Outline items for labeled areas
** begin **

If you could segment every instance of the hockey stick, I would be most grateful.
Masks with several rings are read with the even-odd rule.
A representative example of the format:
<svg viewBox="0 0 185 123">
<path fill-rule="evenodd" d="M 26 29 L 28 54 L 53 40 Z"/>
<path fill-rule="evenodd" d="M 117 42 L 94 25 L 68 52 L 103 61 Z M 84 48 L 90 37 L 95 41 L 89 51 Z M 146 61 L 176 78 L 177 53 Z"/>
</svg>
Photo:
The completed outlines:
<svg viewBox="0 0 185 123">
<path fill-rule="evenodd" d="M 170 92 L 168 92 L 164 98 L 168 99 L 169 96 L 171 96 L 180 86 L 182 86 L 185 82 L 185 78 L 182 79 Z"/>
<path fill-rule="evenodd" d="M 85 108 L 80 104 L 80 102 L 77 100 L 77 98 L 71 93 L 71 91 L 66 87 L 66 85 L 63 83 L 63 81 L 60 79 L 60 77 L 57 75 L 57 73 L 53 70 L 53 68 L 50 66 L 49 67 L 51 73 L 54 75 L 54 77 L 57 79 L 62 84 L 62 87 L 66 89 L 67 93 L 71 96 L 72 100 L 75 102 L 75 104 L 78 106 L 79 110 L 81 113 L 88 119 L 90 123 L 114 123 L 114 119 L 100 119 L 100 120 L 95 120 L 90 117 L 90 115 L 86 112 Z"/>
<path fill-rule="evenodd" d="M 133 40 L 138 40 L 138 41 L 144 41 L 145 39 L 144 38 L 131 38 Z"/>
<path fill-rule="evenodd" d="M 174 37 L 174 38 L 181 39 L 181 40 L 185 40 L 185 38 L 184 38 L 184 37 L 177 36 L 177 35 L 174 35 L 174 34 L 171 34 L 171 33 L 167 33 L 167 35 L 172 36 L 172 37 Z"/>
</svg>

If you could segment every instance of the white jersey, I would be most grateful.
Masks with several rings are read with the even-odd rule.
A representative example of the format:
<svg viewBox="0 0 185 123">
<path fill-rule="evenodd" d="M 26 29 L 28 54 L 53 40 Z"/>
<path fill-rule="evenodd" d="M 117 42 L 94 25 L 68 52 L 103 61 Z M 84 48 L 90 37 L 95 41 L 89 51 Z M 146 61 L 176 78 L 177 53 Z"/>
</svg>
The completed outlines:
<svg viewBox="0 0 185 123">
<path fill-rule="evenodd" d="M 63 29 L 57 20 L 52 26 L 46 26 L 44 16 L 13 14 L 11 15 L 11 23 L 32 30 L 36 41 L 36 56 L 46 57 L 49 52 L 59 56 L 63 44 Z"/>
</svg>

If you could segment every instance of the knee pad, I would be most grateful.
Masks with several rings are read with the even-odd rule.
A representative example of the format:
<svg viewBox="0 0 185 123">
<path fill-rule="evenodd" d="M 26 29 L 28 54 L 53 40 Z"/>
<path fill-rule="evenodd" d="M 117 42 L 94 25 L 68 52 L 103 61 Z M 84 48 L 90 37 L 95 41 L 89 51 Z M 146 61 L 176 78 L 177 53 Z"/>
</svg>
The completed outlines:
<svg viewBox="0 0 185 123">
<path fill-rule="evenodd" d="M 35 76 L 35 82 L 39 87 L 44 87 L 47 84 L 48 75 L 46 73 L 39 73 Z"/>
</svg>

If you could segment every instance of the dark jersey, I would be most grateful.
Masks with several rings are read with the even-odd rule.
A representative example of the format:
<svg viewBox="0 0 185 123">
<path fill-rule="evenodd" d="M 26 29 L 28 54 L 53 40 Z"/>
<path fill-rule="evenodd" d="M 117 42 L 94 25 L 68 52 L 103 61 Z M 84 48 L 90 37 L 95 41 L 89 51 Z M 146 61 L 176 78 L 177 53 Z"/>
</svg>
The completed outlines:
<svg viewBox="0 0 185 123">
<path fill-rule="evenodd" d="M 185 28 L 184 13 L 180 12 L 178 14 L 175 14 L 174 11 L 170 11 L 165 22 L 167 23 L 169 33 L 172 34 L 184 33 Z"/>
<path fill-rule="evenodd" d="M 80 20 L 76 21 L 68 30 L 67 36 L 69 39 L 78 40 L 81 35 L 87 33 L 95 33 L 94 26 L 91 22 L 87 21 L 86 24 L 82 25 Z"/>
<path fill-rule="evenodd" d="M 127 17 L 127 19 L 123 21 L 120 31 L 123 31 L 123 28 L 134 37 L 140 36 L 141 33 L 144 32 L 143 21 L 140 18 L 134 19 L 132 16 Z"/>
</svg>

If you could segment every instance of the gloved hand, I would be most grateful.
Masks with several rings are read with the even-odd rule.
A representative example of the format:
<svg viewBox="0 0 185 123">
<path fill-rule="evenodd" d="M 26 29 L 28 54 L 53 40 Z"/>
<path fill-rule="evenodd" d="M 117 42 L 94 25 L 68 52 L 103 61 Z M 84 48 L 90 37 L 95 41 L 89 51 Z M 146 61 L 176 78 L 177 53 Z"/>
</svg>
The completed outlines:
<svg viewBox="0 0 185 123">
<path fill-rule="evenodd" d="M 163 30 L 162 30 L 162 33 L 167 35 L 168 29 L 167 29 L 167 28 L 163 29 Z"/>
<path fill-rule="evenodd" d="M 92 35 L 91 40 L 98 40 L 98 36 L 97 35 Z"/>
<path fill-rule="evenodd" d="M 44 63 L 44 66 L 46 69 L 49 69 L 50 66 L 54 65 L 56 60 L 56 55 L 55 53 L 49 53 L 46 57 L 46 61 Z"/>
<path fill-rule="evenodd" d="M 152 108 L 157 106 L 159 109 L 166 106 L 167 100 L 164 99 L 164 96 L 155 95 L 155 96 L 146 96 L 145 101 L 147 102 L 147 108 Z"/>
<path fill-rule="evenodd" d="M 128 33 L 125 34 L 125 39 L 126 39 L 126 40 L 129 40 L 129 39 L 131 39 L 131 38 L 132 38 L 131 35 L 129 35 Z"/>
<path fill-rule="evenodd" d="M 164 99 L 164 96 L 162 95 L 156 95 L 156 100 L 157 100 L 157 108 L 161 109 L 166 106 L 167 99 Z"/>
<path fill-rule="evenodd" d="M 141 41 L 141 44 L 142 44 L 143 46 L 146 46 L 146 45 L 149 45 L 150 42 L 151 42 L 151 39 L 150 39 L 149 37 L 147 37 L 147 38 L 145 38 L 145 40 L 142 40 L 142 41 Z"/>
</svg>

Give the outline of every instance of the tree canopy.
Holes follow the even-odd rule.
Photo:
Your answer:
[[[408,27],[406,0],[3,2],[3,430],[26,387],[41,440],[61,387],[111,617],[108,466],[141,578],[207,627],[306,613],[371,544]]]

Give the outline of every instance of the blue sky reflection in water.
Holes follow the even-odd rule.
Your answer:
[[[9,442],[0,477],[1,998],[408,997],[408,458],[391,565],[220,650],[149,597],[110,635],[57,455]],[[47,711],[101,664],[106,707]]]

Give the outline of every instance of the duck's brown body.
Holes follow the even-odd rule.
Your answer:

** end **

**WHAT IS ASKED**
Output the lines above as a numbered list, skipping any blank lines.

**TASK OUTPUT**
1. If you could segment every instance of the hockey stick, I would be most grateful.
2. Masks with several rings are read with the even-odd rule.
3. A representative example of the format:
4. <svg viewBox="0 0 185 123">
5. <path fill-rule="evenodd" d="M 26 29 L 28 54 L 53 40 Z"/>
6. <path fill-rule="evenodd" d="M 117 42 L 94 25 L 68 52 L 103 61 Z M 84 48 L 90 37 L 95 41 L 89 51 Z M 146 61 L 176 78 L 177 53 Z"/>
7. </svg>
8. Photo:
9. The completed outlines:
10. <svg viewBox="0 0 185 123">
11. <path fill-rule="evenodd" d="M 170 92 L 168 92 L 164 98 L 168 99 L 169 96 L 171 96 L 180 86 L 182 86 L 185 82 L 185 78 L 182 79 Z"/>
12. <path fill-rule="evenodd" d="M 85 108 L 80 104 L 80 102 L 77 100 L 77 98 L 71 93 L 71 91 L 66 87 L 66 85 L 63 83 L 63 81 L 60 79 L 60 77 L 57 75 L 57 73 L 53 70 L 53 68 L 50 66 L 49 67 L 51 73 L 54 75 L 54 77 L 57 79 L 62 84 L 62 87 L 66 89 L 67 93 L 71 96 L 72 100 L 75 102 L 75 104 L 78 106 L 79 110 L 81 113 L 88 119 L 90 123 L 114 123 L 114 119 L 100 119 L 100 120 L 95 120 L 90 117 L 90 115 L 86 112 Z"/>
13. <path fill-rule="evenodd" d="M 133 40 L 138 40 L 138 41 L 144 41 L 145 39 L 144 38 L 131 38 Z"/>
14. <path fill-rule="evenodd" d="M 174 37 L 174 38 L 181 39 L 181 40 L 185 40 L 185 38 L 184 38 L 184 37 L 177 36 L 177 35 L 174 35 L 174 34 L 171 34 L 171 33 L 167 33 L 167 35 L 172 36 L 172 37 Z"/>
15. </svg>
16. If you could segment every instance of the white jersey, I would be most grateful.
17. Masks with several rings are read with the even-odd rule.
18. A representative example of the format:
19. <svg viewBox="0 0 185 123">
20. <path fill-rule="evenodd" d="M 26 29 L 28 54 L 53 40 Z"/>
21. <path fill-rule="evenodd" d="M 117 42 L 94 25 L 68 52 L 103 61 Z M 84 48 L 90 37 L 95 41 L 89 51 Z M 146 61 L 176 78 L 177 53 Z"/>
22. </svg>
23. The completed outlines:
24. <svg viewBox="0 0 185 123">
25. <path fill-rule="evenodd" d="M 63 29 L 57 20 L 52 26 L 46 26 L 44 16 L 13 14 L 11 15 L 11 23 L 32 30 L 36 41 L 36 56 L 46 57 L 49 52 L 59 56 L 63 44 Z"/>
26. </svg>
27. If you could segment every instance of the knee pad, I would be most grateful.
28. Masks with several rings are read with the even-odd rule.
29. A representative example of the format:
30. <svg viewBox="0 0 185 123">
31. <path fill-rule="evenodd" d="M 26 29 L 28 54 L 53 40 Z"/>
32. <path fill-rule="evenodd" d="M 117 42 L 94 25 L 68 52 L 103 61 Z M 84 48 L 90 37 L 95 41 L 89 51 Z M 146 61 L 176 78 L 177 53 Z"/>
33. </svg>
34. The completed outlines:
35. <svg viewBox="0 0 185 123">
36. <path fill-rule="evenodd" d="M 35 76 L 35 82 L 39 87 L 44 87 L 47 84 L 48 75 L 46 73 L 39 73 Z"/>
37. </svg>
38. If you could segment every instance of the dark jersey, I would be most grateful.
39. Masks with several rings are read with the even-odd rule.
40. A representative example of the format:
41. <svg viewBox="0 0 185 123">
42. <path fill-rule="evenodd" d="M 26 29 L 28 54 L 53 40 Z"/>
43. <path fill-rule="evenodd" d="M 117 42 L 94 25 L 68 52 L 103 61 Z M 84 48 L 90 37 L 95 41 L 89 51 Z M 146 61 L 176 78 L 177 53 Z"/>
44. </svg>
45. The completed outlines:
46. <svg viewBox="0 0 185 123">
47. <path fill-rule="evenodd" d="M 185 28 L 184 13 L 180 12 L 178 14 L 175 14 L 174 11 L 170 11 L 165 22 L 167 23 L 169 33 L 172 34 L 184 33 Z"/>
48. <path fill-rule="evenodd" d="M 80 20 L 76 21 L 68 30 L 67 36 L 69 39 L 78 40 L 81 35 L 87 33 L 95 33 L 94 26 L 91 22 L 87 21 L 86 24 L 82 25 Z"/>
49. <path fill-rule="evenodd" d="M 127 17 L 127 19 L 123 21 L 120 31 L 123 31 L 123 28 L 134 37 L 140 36 L 141 33 L 144 32 L 143 21 L 140 18 L 134 19 L 132 16 Z"/>
50. </svg>
51. If you could segment every instance of the gloved hand, I would be most grateful.
52. Masks with several rings are read with the even-odd rule.
53. A representative example of the format:
54. <svg viewBox="0 0 185 123">
55. <path fill-rule="evenodd" d="M 26 29 L 28 54 L 53 40 Z"/>
56. <path fill-rule="evenodd" d="M 117 42 L 94 25 L 68 52 L 103 61 Z M 84 48 L 90 37 L 95 41 L 89 51 Z M 146 61 L 176 78 L 177 53 Z"/>
57. </svg>
58. The completed outlines:
59. <svg viewBox="0 0 185 123">
60. <path fill-rule="evenodd" d="M 163 30 L 162 30 L 162 33 L 167 35 L 168 29 L 167 29 L 167 28 L 163 29 Z"/>
61. <path fill-rule="evenodd" d="M 92 35 L 91 40 L 98 40 L 98 36 L 97 35 Z"/>
62. <path fill-rule="evenodd" d="M 44 63 L 44 66 L 46 69 L 49 69 L 50 66 L 54 65 L 56 60 L 56 55 L 55 53 L 49 53 L 46 57 L 46 61 Z"/>
63. <path fill-rule="evenodd" d="M 152 108 L 157 106 L 159 109 L 166 106 L 167 100 L 164 99 L 164 96 L 155 95 L 155 96 L 146 96 L 145 101 L 147 102 L 147 108 Z"/>
64. <path fill-rule="evenodd" d="M 128 33 L 125 34 L 125 39 L 126 39 L 126 40 L 129 40 L 129 39 L 131 39 L 131 38 L 132 38 L 131 35 L 129 35 Z"/>
65. <path fill-rule="evenodd" d="M 164 99 L 164 96 L 162 95 L 156 95 L 156 100 L 157 100 L 157 108 L 161 109 L 166 106 L 167 99 Z"/>
66. <path fill-rule="evenodd" d="M 141 41 L 141 44 L 142 44 L 143 46 L 146 46 L 146 45 L 149 45 L 150 42 L 151 42 L 151 39 L 150 39 L 149 37 L 147 37 L 147 38 L 145 38 L 145 40 L 142 40 L 142 41 Z"/>
67. </svg>
68. Give the outline of every instance of the tree canopy.
69. Holes follow the even-odd rule.
70. Photo:
71. Your answer:
72. [[[408,27],[406,0],[3,2],[3,430],[26,387],[41,440],[61,387],[111,617],[108,466],[141,578],[207,627],[306,613],[371,544]]]
73. Give the outline of every instance of the blue sky reflection in water.
74. Holes follow the even-odd rule.
75. Your answer:
76. [[[9,442],[0,477],[1,998],[408,997],[408,458],[391,565],[220,650],[149,597],[110,635],[57,455]],[[47,711],[101,664],[106,707]]]
77. Give the outline of every instance of the duck's brown body.
78. Holes follow the even-odd rule.
79. Your answer:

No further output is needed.